● **Brief**
In the entries below, find the line containing "Reviewer note: confirm that each instance of the steel". Copy it and all lines after it, exactly, through the end.

● **Provided material**
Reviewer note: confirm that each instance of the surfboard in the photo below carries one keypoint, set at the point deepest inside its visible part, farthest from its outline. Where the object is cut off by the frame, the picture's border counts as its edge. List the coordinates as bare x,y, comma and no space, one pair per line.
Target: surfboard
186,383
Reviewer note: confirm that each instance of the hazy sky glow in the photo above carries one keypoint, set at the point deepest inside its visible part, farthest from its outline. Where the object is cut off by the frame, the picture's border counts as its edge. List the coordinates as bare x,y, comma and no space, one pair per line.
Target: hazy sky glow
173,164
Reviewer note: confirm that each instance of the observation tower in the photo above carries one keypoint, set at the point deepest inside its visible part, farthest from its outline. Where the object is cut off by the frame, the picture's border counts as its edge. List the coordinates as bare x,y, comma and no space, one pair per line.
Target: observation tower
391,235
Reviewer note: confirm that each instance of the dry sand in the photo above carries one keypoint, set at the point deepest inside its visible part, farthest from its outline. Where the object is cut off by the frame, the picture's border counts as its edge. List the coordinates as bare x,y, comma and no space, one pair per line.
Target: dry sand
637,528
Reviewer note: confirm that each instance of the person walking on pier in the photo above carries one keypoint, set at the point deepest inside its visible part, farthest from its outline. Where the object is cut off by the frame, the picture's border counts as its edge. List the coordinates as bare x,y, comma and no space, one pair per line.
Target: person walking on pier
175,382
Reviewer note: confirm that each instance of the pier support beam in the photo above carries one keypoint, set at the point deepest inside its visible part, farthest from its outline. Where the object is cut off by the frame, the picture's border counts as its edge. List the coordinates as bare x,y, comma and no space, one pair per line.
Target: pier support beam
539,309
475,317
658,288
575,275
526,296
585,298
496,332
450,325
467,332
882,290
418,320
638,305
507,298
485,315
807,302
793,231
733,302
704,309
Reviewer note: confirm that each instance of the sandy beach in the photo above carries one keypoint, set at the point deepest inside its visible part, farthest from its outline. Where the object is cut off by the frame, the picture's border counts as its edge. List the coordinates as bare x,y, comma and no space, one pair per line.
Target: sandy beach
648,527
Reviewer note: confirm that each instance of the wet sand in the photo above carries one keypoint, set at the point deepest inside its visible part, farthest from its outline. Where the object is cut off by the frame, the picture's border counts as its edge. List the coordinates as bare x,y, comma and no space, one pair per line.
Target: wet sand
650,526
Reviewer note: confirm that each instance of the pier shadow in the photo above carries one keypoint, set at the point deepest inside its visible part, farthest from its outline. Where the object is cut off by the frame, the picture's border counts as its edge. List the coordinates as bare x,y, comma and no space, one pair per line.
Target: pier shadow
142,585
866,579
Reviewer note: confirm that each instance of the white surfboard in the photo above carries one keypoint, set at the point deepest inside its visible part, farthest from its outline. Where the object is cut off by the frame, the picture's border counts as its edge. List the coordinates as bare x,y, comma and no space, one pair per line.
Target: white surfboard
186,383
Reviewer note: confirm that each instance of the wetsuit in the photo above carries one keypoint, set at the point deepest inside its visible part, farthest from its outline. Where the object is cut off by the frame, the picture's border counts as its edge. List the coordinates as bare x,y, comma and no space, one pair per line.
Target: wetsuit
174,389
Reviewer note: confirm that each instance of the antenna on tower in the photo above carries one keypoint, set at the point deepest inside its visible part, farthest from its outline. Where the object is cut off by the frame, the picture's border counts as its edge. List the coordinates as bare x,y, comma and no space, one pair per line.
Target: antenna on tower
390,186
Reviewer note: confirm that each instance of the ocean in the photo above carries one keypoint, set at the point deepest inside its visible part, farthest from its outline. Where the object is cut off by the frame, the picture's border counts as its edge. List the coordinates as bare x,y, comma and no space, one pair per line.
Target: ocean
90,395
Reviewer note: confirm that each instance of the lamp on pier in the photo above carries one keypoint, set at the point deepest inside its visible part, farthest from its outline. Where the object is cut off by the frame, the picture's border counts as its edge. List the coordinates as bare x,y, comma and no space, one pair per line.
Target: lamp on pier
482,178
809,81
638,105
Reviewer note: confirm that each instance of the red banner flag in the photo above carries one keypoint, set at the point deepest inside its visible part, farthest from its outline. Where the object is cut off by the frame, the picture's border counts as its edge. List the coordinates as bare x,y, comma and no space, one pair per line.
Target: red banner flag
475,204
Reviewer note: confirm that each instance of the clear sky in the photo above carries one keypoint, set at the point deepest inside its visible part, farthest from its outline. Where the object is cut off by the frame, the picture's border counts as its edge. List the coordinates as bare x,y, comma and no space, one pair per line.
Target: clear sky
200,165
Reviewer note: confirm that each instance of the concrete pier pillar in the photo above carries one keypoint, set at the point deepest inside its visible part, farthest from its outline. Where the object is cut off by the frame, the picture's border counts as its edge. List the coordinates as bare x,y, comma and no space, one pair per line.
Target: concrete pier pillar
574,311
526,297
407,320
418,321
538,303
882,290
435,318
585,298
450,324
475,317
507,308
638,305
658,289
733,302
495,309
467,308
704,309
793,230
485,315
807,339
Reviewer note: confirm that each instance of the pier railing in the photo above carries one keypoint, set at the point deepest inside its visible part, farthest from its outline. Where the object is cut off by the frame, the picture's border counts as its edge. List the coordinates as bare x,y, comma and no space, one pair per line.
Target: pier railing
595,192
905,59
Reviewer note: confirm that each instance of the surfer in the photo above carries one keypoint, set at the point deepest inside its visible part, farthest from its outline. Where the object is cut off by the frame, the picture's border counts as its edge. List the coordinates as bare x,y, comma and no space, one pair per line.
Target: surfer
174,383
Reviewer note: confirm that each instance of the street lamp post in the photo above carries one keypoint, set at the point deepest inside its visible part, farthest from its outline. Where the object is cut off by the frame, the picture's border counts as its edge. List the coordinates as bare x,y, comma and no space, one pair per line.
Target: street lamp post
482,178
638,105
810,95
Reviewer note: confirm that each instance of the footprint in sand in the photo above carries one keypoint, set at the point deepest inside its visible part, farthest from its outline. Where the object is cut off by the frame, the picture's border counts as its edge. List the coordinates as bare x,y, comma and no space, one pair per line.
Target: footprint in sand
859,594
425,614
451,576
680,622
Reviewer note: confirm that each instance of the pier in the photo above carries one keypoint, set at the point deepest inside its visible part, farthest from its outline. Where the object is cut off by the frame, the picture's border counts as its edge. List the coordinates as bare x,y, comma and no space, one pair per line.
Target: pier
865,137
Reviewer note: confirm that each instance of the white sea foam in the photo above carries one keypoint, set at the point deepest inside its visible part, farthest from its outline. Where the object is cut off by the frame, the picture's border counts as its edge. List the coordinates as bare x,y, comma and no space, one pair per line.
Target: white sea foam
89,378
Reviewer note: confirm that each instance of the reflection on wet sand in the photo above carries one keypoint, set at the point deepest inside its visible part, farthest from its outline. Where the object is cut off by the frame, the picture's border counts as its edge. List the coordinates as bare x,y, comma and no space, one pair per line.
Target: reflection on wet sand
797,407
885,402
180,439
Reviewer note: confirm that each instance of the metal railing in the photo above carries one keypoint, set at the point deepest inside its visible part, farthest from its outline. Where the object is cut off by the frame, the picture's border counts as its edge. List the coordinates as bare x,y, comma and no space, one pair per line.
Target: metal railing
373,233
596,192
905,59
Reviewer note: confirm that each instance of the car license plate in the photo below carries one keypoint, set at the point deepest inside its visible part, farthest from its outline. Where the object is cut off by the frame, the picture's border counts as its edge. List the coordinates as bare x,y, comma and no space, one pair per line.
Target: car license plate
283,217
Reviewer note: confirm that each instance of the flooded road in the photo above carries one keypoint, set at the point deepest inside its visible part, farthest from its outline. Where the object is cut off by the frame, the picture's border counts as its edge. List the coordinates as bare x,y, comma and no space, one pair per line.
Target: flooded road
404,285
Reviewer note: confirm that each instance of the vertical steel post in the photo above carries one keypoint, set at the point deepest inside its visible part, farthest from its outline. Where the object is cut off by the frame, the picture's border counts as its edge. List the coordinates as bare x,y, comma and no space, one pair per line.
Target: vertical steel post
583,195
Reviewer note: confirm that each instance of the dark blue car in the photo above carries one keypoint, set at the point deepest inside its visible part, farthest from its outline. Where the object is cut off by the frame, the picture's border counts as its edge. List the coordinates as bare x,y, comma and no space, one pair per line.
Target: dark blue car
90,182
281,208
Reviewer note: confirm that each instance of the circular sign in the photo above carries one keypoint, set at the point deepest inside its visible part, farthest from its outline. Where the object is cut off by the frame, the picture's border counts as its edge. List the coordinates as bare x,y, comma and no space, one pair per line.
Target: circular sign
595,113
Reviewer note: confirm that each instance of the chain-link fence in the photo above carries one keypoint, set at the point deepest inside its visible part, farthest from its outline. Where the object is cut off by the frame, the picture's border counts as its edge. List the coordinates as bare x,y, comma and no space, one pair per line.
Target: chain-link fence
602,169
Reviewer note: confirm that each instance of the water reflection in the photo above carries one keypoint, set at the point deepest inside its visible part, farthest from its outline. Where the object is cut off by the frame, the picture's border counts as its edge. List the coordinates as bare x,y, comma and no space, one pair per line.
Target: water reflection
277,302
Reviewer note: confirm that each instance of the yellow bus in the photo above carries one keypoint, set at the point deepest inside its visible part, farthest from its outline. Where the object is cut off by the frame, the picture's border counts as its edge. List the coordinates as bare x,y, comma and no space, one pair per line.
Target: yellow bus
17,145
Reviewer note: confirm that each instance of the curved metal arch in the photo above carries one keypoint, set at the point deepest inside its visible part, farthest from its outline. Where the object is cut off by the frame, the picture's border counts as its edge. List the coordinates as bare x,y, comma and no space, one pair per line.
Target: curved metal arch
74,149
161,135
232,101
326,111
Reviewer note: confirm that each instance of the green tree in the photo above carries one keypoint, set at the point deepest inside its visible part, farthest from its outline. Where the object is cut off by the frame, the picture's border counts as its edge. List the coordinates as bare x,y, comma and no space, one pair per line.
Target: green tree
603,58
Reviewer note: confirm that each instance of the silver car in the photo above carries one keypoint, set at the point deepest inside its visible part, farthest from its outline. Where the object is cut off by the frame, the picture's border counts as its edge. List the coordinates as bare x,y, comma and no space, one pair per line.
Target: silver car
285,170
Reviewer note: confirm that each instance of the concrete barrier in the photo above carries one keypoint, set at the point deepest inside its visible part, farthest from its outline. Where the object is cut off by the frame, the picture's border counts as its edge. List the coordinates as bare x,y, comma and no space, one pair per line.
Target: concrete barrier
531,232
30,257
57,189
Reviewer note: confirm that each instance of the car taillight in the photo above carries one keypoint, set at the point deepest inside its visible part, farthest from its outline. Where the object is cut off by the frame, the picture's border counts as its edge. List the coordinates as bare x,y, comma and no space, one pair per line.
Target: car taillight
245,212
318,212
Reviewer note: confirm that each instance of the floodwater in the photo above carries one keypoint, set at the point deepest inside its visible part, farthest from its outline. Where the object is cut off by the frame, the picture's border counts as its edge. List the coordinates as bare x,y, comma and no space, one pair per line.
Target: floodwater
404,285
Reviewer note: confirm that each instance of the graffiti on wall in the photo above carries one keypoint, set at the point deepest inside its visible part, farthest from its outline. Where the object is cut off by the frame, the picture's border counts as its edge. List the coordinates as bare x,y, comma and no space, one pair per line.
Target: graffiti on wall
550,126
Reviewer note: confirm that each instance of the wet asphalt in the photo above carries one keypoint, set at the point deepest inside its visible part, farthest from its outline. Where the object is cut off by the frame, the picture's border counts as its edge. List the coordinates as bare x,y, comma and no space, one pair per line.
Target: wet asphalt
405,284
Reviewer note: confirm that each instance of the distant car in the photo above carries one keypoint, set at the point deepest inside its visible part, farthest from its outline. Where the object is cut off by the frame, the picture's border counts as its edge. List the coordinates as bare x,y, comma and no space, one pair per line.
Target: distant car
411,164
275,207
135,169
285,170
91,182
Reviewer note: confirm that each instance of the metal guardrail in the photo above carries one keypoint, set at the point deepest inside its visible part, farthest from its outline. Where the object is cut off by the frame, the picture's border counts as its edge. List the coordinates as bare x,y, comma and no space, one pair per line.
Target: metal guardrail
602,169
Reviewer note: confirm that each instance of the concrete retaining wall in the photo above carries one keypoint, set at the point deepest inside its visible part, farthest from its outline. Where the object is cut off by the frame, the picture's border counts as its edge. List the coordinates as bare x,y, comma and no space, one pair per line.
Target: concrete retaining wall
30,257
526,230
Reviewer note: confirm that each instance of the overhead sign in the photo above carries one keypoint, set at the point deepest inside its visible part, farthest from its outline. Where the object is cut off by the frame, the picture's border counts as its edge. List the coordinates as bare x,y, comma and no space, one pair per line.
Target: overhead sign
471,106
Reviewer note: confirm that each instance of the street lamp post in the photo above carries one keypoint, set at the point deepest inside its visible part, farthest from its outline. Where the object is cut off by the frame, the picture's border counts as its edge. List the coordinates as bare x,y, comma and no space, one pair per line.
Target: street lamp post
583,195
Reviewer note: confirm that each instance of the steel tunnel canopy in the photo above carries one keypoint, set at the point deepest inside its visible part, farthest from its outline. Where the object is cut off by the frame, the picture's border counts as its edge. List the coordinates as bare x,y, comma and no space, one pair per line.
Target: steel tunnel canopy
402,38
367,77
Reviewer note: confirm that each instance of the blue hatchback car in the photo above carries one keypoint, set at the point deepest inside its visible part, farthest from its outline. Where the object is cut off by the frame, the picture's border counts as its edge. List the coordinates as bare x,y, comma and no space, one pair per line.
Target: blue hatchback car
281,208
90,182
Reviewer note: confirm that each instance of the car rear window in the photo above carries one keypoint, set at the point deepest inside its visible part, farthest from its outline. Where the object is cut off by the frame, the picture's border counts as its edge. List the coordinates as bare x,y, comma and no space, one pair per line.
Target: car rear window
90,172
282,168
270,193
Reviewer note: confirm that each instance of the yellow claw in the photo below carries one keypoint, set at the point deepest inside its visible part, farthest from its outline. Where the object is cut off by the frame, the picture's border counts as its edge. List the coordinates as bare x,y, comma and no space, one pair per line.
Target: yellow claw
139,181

● **Response to the exercise**
Reviewer note: confirm that each instance of the steel tunnel canopy in the photo above carries one keypoint, set at the point deepest inside its visible part, farthest from its outline. Where the object is cut off by the frame, the picture's border counts as its edge. List the coordinates as bare x,y, comma and no space, one pair per line.
Target: steel tunnel canopy
402,38
367,77
Reviewer note: confirm that each instance of the blue hatchback car in the photo above carries one keypoint, set at the point deepest inside its visible part, farthest from its outline. Where the object is cut off by the frame, the picture's border counts as its edge. List the coordinates as bare x,y, comma and no space, one pair per line.
Target: blue hatchback car
281,208
90,182
Reviewer note: confirm that each instance of the car rear window in the photo above carries one keypoint, set at the point deepest inside its visible part, farthest from its outline. Where the object is cut off by the frame, the picture's border counts as its edge. List the coordinates as bare x,y, comma and no space, one pair per line.
Target: car rear window
90,172
282,168
270,193
Reviewer note: confirm that each instance of the yellow claw in the photo below carries one keypoint, set at the point deepest inside its visible part, farthest from its outline. Where the object is cut off by the frame, the picture's border counts as its edge. List the coordinates as bare x,y, comma and no space, one pair per line.
Target: yellow claw
139,181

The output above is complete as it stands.